SUPPLIED RECORDS section start

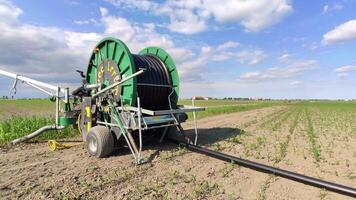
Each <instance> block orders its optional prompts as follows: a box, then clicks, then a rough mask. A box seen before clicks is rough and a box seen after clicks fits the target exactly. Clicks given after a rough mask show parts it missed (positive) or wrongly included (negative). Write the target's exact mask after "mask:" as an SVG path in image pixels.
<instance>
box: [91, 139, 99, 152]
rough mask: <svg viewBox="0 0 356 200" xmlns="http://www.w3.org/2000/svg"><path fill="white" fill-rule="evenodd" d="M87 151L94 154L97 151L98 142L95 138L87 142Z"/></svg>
mask: <svg viewBox="0 0 356 200" xmlns="http://www.w3.org/2000/svg"><path fill="white" fill-rule="evenodd" d="M89 149H90V151H91V152H94V153H96V151H97V149H98V142H97V141H96V138H94V137H93V138H92V139H91V140H90V141H89Z"/></svg>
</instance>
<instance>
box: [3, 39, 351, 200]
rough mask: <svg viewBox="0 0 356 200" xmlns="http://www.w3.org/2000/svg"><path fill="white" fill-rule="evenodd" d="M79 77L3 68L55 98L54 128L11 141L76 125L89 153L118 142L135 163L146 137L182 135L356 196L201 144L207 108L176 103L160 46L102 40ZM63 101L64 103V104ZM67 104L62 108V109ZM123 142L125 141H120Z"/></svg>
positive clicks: (281, 176)
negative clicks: (196, 115) (156, 134)
mask: <svg viewBox="0 0 356 200" xmlns="http://www.w3.org/2000/svg"><path fill="white" fill-rule="evenodd" d="M78 72H80V73H81V76H82V78H83V80H82V85H81V86H80V87H79V88H77V89H75V90H74V91H72V93H69V89H68V88H62V87H58V86H54V85H50V84H46V83H43V82H40V81H37V80H33V79H30V78H27V77H24V76H21V75H17V74H13V73H10V72H7V71H3V70H0V74H2V75H5V76H8V77H11V78H14V79H15V82H14V85H13V87H12V90H16V84H17V81H18V80H19V81H22V82H25V83H27V84H29V85H30V86H33V87H35V88H37V89H39V90H41V91H43V92H45V93H47V94H49V95H51V96H53V97H54V98H53V99H55V101H56V104H55V105H56V114H55V117H56V119H55V124H54V125H48V126H45V127H42V128H40V129H39V130H37V131H35V132H33V133H31V134H29V135H27V136H25V137H22V138H18V139H16V140H14V141H12V144H16V143H18V142H22V141H26V140H28V139H31V138H33V137H35V136H37V135H40V134H41V133H43V132H45V131H48V130H60V129H63V128H65V127H67V126H70V125H73V126H74V127H78V128H79V130H80V131H81V132H82V138H83V141H85V142H86V147H87V151H88V152H89V154H90V155H92V156H96V157H100V158H101V157H105V156H109V155H110V154H111V153H112V152H113V149H114V146H116V145H118V144H122V143H124V144H126V145H127V147H128V148H129V149H130V151H131V153H132V155H133V157H134V160H135V162H136V163H137V164H142V163H143V162H144V159H143V158H142V156H141V151H142V146H143V140H142V136H143V135H145V134H156V133H158V134H160V137H161V138H160V140H163V139H164V138H166V137H170V136H174V135H180V136H184V137H182V138H184V139H183V140H177V139H172V138H171V140H170V141H173V142H175V143H177V144H179V145H181V146H183V147H186V148H187V149H189V150H192V151H194V152H197V153H202V154H205V155H208V156H211V157H214V158H217V159H220V160H223V161H227V162H234V163H236V164H239V165H241V166H244V167H248V168H251V169H253V170H257V171H260V172H264V173H270V174H274V175H277V176H281V177H284V178H288V179H291V180H294V181H297V182H301V183H304V184H308V185H312V186H315V187H319V188H324V189H327V190H330V191H334V192H337V193H340V194H344V195H347V196H351V197H356V189H355V188H352V187H348V186H344V185H340V184H336V183H332V182H328V181H324V180H320V179H316V178H313V177H308V176H305V175H302V174H297V173H294V172H290V171H286V170H283V169H278V168H275V167H272V166H267V165H264V164H260V163H256V162H252V161H249V160H245V159H241V158H238V157H235V156H231V155H227V154H223V153H220V152H216V151H212V150H210V149H206V148H203V147H200V146H197V139H198V131H197V127H196V123H195V112H198V111H204V110H205V108H202V107H195V106H194V103H193V105H192V106H181V105H178V104H177V103H178V97H179V78H178V72H177V68H176V66H175V64H174V62H173V59H172V58H171V56H170V55H169V54H168V53H167V52H166V51H164V50H163V49H161V48H159V47H147V48H144V49H143V50H141V51H140V52H139V54H132V53H131V52H130V50H129V49H128V47H127V46H126V45H125V44H124V43H123V42H122V41H120V40H119V39H116V38H111V37H108V38H104V39H103V40H101V41H100V42H99V43H98V44H97V45H96V46H95V48H94V50H93V53H92V55H91V57H90V59H89V63H88V66H87V71H86V73H84V72H81V71H78ZM61 101H63V103H64V104H63V103H62V102H61ZM61 105H64V106H61ZM187 112H193V118H194V125H195V131H194V133H195V137H194V138H193V139H189V137H187V136H185V134H184V130H183V128H182V126H181V123H183V122H185V121H186V120H187V114H186V113H187ZM120 141H124V142H120Z"/></svg>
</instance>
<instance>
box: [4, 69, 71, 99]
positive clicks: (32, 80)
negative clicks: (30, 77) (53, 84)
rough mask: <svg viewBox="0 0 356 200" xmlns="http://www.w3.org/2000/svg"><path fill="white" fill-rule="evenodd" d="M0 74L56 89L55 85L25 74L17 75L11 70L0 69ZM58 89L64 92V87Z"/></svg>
mask: <svg viewBox="0 0 356 200" xmlns="http://www.w3.org/2000/svg"><path fill="white" fill-rule="evenodd" d="M0 74H2V75H4V76H7V77H10V78H14V79H17V80H21V81H24V82H27V83H32V84H34V85H37V86H41V87H45V88H48V89H51V90H55V91H56V90H57V86H54V85H50V84H47V83H44V82H41V81H36V80H33V79H31V78H27V77H25V76H21V75H17V74H14V73H11V72H7V71H4V70H1V69H0ZM60 91H61V92H63V93H65V89H63V88H61V89H60Z"/></svg>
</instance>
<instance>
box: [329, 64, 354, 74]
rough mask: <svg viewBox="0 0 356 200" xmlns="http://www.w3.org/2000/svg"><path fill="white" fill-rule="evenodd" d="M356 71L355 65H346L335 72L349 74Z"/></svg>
mask: <svg viewBox="0 0 356 200" xmlns="http://www.w3.org/2000/svg"><path fill="white" fill-rule="evenodd" d="M354 71H356V66H355V65H345V66H342V67H338V68H335V69H334V72H336V73H347V72H354Z"/></svg>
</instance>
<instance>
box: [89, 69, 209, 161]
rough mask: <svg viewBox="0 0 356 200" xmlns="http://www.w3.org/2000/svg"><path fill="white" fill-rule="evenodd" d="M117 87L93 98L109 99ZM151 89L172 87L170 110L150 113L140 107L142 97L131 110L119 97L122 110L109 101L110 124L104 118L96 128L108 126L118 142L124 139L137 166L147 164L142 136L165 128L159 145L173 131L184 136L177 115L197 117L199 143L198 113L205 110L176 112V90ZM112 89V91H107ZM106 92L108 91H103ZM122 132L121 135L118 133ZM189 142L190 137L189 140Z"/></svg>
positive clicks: (183, 130) (155, 111)
mask: <svg viewBox="0 0 356 200" xmlns="http://www.w3.org/2000/svg"><path fill="white" fill-rule="evenodd" d="M141 73H142V71H139V72H137V73H135V74H133V75H132V76H137V75H139V74H141ZM120 82H122V83H123V82H124V81H120ZM117 85H120V84H119V83H118V82H117V83H113V84H112V85H110V86H108V87H106V88H104V89H103V90H99V91H97V92H96V93H94V94H93V95H92V98H99V97H101V96H106V97H107V96H109V95H110V88H115V87H116V86H117ZM150 86H154V87H169V88H170V89H171V93H170V95H169V96H168V97H167V98H168V103H169V109H168V110H149V109H144V108H142V107H141V105H140V97H137V100H136V102H137V107H133V106H128V105H123V103H122V102H123V101H122V96H120V99H121V101H120V103H121V105H120V106H115V104H114V102H113V101H112V100H111V99H110V98H108V99H107V100H106V101H107V104H108V108H109V111H108V112H107V114H108V115H109V116H110V118H109V119H111V120H110V122H109V120H107V118H108V117H104V121H96V122H95V123H96V124H100V125H105V126H106V127H107V128H109V129H110V130H113V132H114V133H115V135H116V137H117V139H119V138H120V137H121V136H123V137H124V139H125V141H126V143H127V145H128V147H129V149H130V151H131V154H132V156H133V158H134V160H135V162H136V164H142V163H144V162H145V161H144V159H143V158H142V156H141V153H142V147H143V143H142V132H143V131H145V130H150V129H160V128H164V130H163V132H162V135H161V138H160V141H162V140H163V139H164V138H165V137H166V135H167V133H168V129H169V128H170V127H173V128H176V129H178V130H179V133H181V134H182V135H184V136H185V134H184V130H183V128H182V126H181V125H180V123H181V122H179V120H177V117H176V116H175V115H178V114H183V113H187V112H193V115H194V118H193V120H194V129H195V139H194V142H192V143H194V144H197V141H198V130H197V123H196V117H195V116H196V112H199V111H204V110H205V108H203V107H196V106H194V105H193V106H181V105H179V106H177V108H176V109H173V108H172V104H171V101H170V99H171V98H170V97H171V95H172V94H173V92H174V88H173V87H172V86H169V85H155V84H150ZM108 88H109V89H108ZM104 90H105V91H104ZM118 130H119V131H118ZM133 131H138V136H139V145H138V146H137V144H136V142H135V141H134V139H133V136H132V132H133ZM186 138H188V137H186Z"/></svg>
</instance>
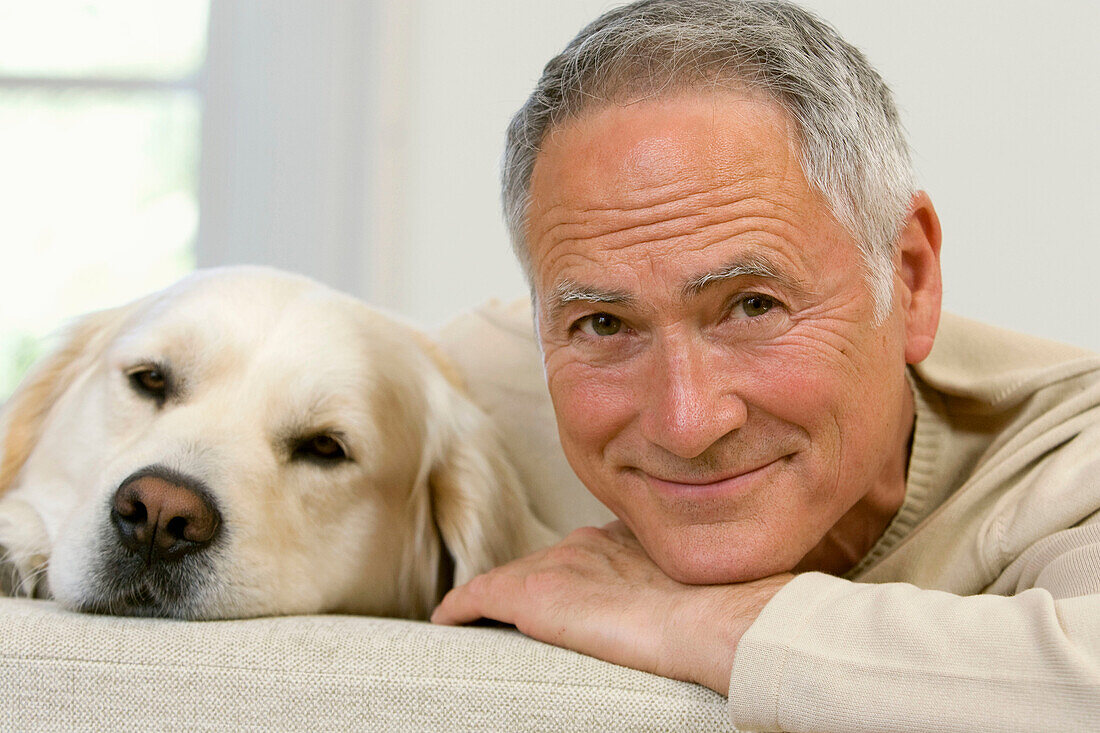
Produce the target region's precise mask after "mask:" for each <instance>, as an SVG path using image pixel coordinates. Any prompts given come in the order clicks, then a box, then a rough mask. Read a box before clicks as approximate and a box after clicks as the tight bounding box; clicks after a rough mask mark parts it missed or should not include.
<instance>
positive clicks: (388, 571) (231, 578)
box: [0, 267, 553, 619]
mask: <svg viewBox="0 0 1100 733" xmlns="http://www.w3.org/2000/svg"><path fill="white" fill-rule="evenodd" d="M141 364H158V365H163V366H165V368H166V369H167V371H168V372H169V373H171V374H172V380H173V381H174V383H177V384H178V385H179V389H178V396H176V397H173V398H169V400H167V401H166V402H165V403H164V404H163V406H158V405H157V404H155V403H154V402H152V401H150V400H149V398H147V397H144V396H142V395H141V394H136V393H135V391H134V389H133V387H132V385H131V384H130V380H129V378H128V376H127V374H128V372H130V371H131V370H133V368H134V366H135V365H141ZM319 431H330V433H334V434H339V435H341V436H342V438H343V440H344V441H345V444H346V447H348V451H349V453H350V458H351V460H348V461H343V462H340V463H339V464H333V466H320V464H316V463H312V462H309V461H300V460H294V459H293V457H292V456H290V451H289V449H288V447H287V446H288V445H289V444H288V441H293V440H294V439H295V438H296V437H298V436H308V435H312V434H316V433H319ZM150 466H160V467H164V468H166V469H168V470H171V471H174V472H177V473H180V474H186V475H189V477H195V478H196V479H198V480H200V481H201V482H202V483H204V484H205V485H206V486H208V488H209V490H210V492H211V494H212V495H213V499H215V500H216V502H217V505H218V506H219V508H220V512H221V516H222V532H221V533H220V535H219V538H218V540H217V541H216V543H215V544H213V545H212V546H211V547H210V548H208V549H206V550H204V553H202V554H201V556H202V557H201V558H198V559H191V558H190V557H188V558H185V560H183V561H182V564H180V565H182V567H183V570H182V571H180V572H182V576H180V577H182V578H183V581H184V586H185V587H186V588H185V590H186V592H185V593H183V594H182V595H179V597H178V598H175V597H173V598H167V597H164V598H161V597H160V595H158V592H157V590H156V588H153V587H152V583H151V584H150V586H151V587H150V588H142V589H136V590H140V591H141V593H138V594H135V589H134V588H133V587H132V586H133V584H134V582H138V581H132V580H128V581H127V583H128V587H120V582H119V581H118V573H117V572H116V571H114V568H112V566H111V562H112V558H116V557H117V556H118V555H119V550H118V547H117V545H118V537H117V536H116V533H114V530H113V527H112V526H111V523H110V519H109V514H110V505H111V500H112V496H113V494H114V492H116V490H117V489H118V488H119V485H120V482H123V481H124V480H125V479H127V477H130V475H132V474H133V473H134V472H135V471H139V470H141V469H143V468H145V467H150ZM552 540H553V535H552V534H551V533H550V530H549V529H547V528H546V527H544V526H542V525H541V524H540V523H539V522H538V519H537V518H536V517H535V516H533V515H532V514H531V513H530V511H529V510H528V506H527V503H526V500H525V496H524V494H522V491H521V489H520V486H519V483H518V480H517V478H516V474H515V471H514V470H513V468H511V467H510V464H509V462H508V460H507V458H506V456H505V452H504V451H503V449H502V445H500V441H499V438H498V437H497V436H496V435H495V433H494V429H493V426H492V425H491V424H489V423H488V419H487V417H486V416H485V415H484V414H483V413H482V412H481V411H480V409H478V408H477V407H476V406H474V405H473V404H472V403H471V402H470V401H469V400H467V398H466V397H465V396H464V394H463V393H462V392H461V390H460V389H458V386H456V384H455V380H454V376H453V374H449V373H448V370H447V368H445V364H443V363H442V362H441V360H440V359H439V358H438V357H436V355H434V353H433V351H432V349H431V347H430V344H429V343H428V342H427V341H426V339H425V338H423V337H421V336H419V335H418V333H417V332H416V331H414V330H412V329H410V328H408V327H407V326H404V325H401V324H399V322H397V321H395V320H393V319H390V318H388V317H386V316H383V315H381V314H378V313H377V311H375V310H373V309H370V308H367V307H366V306H364V305H362V304H360V303H359V302H356V300H354V299H353V298H351V297H348V296H344V295H341V294H339V293H335V292H333V291H330V289H328V288H326V287H323V286H321V285H319V284H317V283H315V282H312V281H309V280H307V278H304V277H299V276H295V275H288V274H285V273H278V272H276V271H271V270H265V269H259V267H235V269H227V270H221V271H208V272H201V273H198V274H196V275H193V276H190V277H188V278H186V280H184V281H183V282H180V283H179V284H177V285H176V286H174V287H172V288H169V289H167V291H165V292H163V293H158V294H155V295H152V296H150V297H147V298H144V299H142V300H139V302H136V303H133V304H130V305H127V306H123V307H120V308H117V309H113V310H108V311H102V313H98V314H94V315H90V316H87V317H85V318H84V319H83V320H80V321H78V322H77V324H76V325H75V327H74V328H72V330H70V331H69V333H68V336H67V339H66V340H65V342H64V343H63V344H62V346H61V347H59V348H57V349H56V350H55V351H54V352H53V353H52V354H51V355H48V357H47V358H45V359H44V360H43V361H42V362H41V363H40V364H37V365H36V368H35V369H34V370H33V371H32V373H31V374H30V375H29V376H27V378H26V380H25V381H24V383H23V384H22V385H21V386H20V389H19V390H18V391H17V393H15V394H14V395H13V396H12V397H11V400H10V401H9V402H8V404H7V405H4V407H3V412H2V413H0V549H2V550H3V551H4V553H5V556H4V561H5V562H7V565H8V566H9V567H8V568H5V569H0V571H2V572H4V573H5V575H8V576H10V577H14V578H15V582H14V586H15V590H18V591H20V592H22V593H24V594H38V595H42V594H45V593H46V592H47V591H46V589H48V593H50V594H52V595H53V597H54V598H56V599H57V601H58V602H61V603H62V604H63V605H65V606H67V608H70V609H76V610H87V611H101V612H102V611H106V612H117V613H134V614H149V615H172V616H179V617H185V619H216V617H239V616H253V615H262V614H289V613H321V612H346V613H365V614H378V615H399V616H407V617H425V616H426V615H427V614H428V613H430V611H431V609H432V608H433V605H434V604H436V603H437V602H438V600H439V598H440V597H441V594H442V593H443V592H444V591H445V590H447V588H445V584H447V583H445V581H444V580H441V579H442V578H444V577H445V576H447V573H445V572H441V571H440V569H441V564H442V562H444V561H445V560H448V559H450V560H453V579H454V581H455V582H458V583H461V582H464V581H465V580H469V579H470V578H472V577H473V576H475V575H477V573H480V572H483V571H485V570H487V569H489V568H492V567H494V566H496V565H499V564H502V562H505V561H507V560H510V559H513V558H515V557H518V556H520V555H524V554H527V553H529V551H531V550H533V549H537V548H538V547H540V546H543V545H547V544H549V543H550V541H552ZM444 554H447V555H444ZM448 556H449V557H448ZM128 578H130V576H128ZM138 584H141V583H140V582H138ZM135 598H142V599H143V601H142V602H141V603H136V602H135V601H134V599H135Z"/></svg>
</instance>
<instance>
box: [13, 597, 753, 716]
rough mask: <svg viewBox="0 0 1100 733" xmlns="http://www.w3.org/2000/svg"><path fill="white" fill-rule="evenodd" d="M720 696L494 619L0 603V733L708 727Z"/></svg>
mask: <svg viewBox="0 0 1100 733" xmlns="http://www.w3.org/2000/svg"><path fill="white" fill-rule="evenodd" d="M728 720H729V719H728V714H727V712H726V709H725V699H724V698H722V697H720V696H718V694H716V693H714V692H712V691H709V690H707V689H704V688H702V687H698V686H695V685H689V683H685V682H675V681H672V680H667V679H663V678H660V677H654V676H652V675H647V674H643V672H638V671H634V670H630V669H625V668H623V667H616V666H615V665H609V664H606V663H603V661H597V660H595V659H592V658H590V657H585V656H582V655H579V654H574V653H572V652H566V650H563V649H558V648H555V647H552V646H547V645H544V644H540V643H538V642H533V641H531V639H528V638H526V637H524V636H521V635H520V634H518V633H517V632H514V631H510V630H503V628H484V627H464V628H452V627H442V626H432V625H430V624H426V623H419V622H409V621H394V620H385V619H368V617H353V616H298V617H294V616H292V617H277V619H255V620H249V621H219V622H205V623H204V622H179V621H162V620H145V619H117V617H111V616H91V615H80V614H74V613H68V612H65V611H61V610H58V609H57V606H56V605H54V604H53V603H51V602H46V601H31V600H25V599H0V730H5V731H8V730H19V731H24V730H95V731H103V730H122V729H124V730H134V729H143V730H154V731H155V730H193V731H202V730H259V729H263V730H310V731H318V730H386V731H390V730H392V731H615V730H618V731H696V730H697V731H723V730H733V727H731V726H730V725H729V722H728Z"/></svg>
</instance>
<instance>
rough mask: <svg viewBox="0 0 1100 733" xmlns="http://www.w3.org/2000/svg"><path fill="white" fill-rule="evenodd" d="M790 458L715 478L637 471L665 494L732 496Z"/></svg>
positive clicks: (694, 495) (731, 473) (655, 486)
mask: <svg viewBox="0 0 1100 733" xmlns="http://www.w3.org/2000/svg"><path fill="white" fill-rule="evenodd" d="M787 458H788V456H782V457H780V458H775V459H773V460H770V461H764V462H763V463H758V464H756V466H753V467H751V468H748V469H738V470H736V471H734V472H730V473H724V474H719V475H715V477H702V478H701V477H685V475H679V477H668V474H665V477H667V478H662V477H661V475H654V474H653V473H649V472H648V471H646V470H642V469H636V470H637V471H638V473H640V474H641V475H642V477H643V478H645V480H646V482H647V483H648V484H649V485H650V488H652V489H654V490H656V491H658V492H660V493H664V494H674V495H679V496H683V495H693V496H700V495H715V494H720V495H730V494H737V493H741V491H744V490H746V489H748V488H749V486H750V485H751V484H753V483H755V482H756V481H757V480H759V479H761V478H763V477H764V475H766V474H767V473H768V472H769V470H770V469H771V468H772V467H774V466H777V464H779V463H780V462H782V461H783V460H785V459H787Z"/></svg>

SUPPLIED RECORDS section end

# WHAT IS NEEDED
Please rewrite everything from the start of the records down to the line containing "box: [91, 139, 99, 152]" (both included) as a Markdown table with the columns Row and Line, one numbered row per line. Skip blank lines and leave the pictures out.

# SOLUTION TO THIS PROBLEM
| Row | Line |
|---|---|
| 1 | Each <instance> block orders its optional prompts as follows: a box, then clicks, then a rough mask. A box seen before clicks is rough and a box seen after clicks fits the target exactly. Clicks given after a rough mask show parts it missed (positive) or wrongly included (negative). Write the target's exact mask after "mask:" as an SVG path in image pixels. |
| 2 | <instance> |
| 3 | box: [91, 139, 99, 152] |